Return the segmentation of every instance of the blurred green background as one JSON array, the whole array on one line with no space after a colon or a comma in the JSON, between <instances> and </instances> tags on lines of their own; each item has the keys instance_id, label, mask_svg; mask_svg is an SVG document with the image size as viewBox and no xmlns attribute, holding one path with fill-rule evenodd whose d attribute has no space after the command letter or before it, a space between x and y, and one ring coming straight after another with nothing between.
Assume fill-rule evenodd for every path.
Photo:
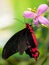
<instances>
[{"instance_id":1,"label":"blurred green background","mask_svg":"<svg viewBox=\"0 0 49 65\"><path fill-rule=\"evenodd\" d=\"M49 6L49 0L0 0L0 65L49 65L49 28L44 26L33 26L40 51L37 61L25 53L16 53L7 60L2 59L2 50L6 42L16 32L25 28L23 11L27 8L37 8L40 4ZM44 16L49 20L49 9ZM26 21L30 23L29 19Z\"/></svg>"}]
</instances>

▬▬▬▬▬▬▬▬▬▬

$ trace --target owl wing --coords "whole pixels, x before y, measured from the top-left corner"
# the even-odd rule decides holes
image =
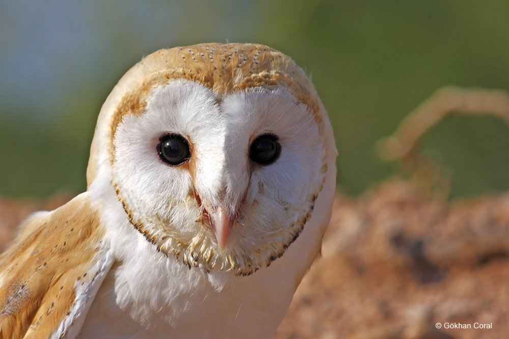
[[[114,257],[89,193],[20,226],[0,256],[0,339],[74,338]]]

▬▬▬▬▬▬▬▬▬▬

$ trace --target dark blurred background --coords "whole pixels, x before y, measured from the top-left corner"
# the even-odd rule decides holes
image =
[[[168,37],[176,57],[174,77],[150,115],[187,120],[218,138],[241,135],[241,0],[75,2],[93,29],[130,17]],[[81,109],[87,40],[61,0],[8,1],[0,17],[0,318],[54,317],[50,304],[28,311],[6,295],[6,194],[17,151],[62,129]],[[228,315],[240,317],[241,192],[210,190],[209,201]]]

▬▬▬▬▬▬▬▬▬▬

» WHAT THIS TASK INVOLVES
Transcribe the lines starting at the one that contains "trace --target owl" and ending at the one that contains "[[[114,257],[89,193],[20,226],[0,256],[0,339],[74,338]]]", both included. Leave the pictures out of your copy.

» RESPONSE TO THIS TASK
$ trace --target owl wing --coords "whole pixels, x before y, measured from the top-left corner"
# the even-odd rule decides holes
image =
[[[114,257],[89,193],[20,226],[0,256],[0,339],[74,338]]]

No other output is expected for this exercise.